Items from a data source
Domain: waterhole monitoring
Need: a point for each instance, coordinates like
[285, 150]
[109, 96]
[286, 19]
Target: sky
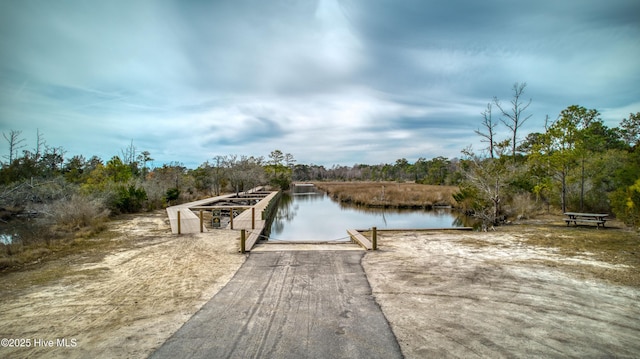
[328, 81]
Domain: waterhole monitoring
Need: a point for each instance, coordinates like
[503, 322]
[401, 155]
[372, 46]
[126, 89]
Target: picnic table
[575, 217]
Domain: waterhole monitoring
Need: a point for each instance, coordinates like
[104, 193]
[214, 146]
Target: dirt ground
[445, 294]
[122, 305]
[471, 294]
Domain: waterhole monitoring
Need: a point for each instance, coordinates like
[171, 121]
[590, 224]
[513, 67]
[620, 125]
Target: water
[313, 216]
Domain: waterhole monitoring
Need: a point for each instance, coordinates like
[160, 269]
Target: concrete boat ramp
[288, 300]
[289, 304]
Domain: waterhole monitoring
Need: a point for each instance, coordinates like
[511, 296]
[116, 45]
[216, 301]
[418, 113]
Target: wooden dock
[251, 219]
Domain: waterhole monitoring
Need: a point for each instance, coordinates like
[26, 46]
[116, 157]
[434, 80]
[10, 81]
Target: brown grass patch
[617, 246]
[390, 194]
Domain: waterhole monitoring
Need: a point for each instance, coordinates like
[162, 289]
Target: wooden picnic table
[597, 218]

-- What the task requires --
What you return must match the records line for line, with the pictures left out.

-- Solution to this exercise --
Domain: waterhole monitoring
Need: a point for each instance, coordinates like
[285, 150]
[109, 96]
[286, 19]
Target: sky
[328, 81]
Domain: waterhole monitoring
Need: a point for each instance, coordinates like
[503, 322]
[401, 155]
[372, 46]
[126, 89]
Target: picnic table
[575, 217]
Domain: waterhole monitoring
Need: a point for each instance, coordinates like
[104, 193]
[214, 146]
Target: dirt ground
[445, 294]
[122, 305]
[471, 294]
Domain: waterhole monitoring
Need: a point for each instance, coordinates like
[171, 121]
[590, 224]
[513, 67]
[620, 125]
Target: water
[313, 216]
Domain: waterhole monitoring
Need: a point for each instance, coordinates like
[160, 269]
Target: concrete boat ramp
[288, 300]
[289, 304]
Domain: waterhole monitoring
Need: a point for each instance, coordinates like
[511, 296]
[116, 45]
[216, 301]
[418, 113]
Target: wooden dock
[251, 219]
Domain: waterhole monitoring
Need: a point for each instance, coordinates like
[26, 46]
[116, 157]
[434, 80]
[10, 81]
Target: brown grass patch
[617, 246]
[390, 194]
Domain: waterhole monitoring
Need: a point for each instance, coordinates like
[162, 289]
Target: wooden picnic table
[597, 218]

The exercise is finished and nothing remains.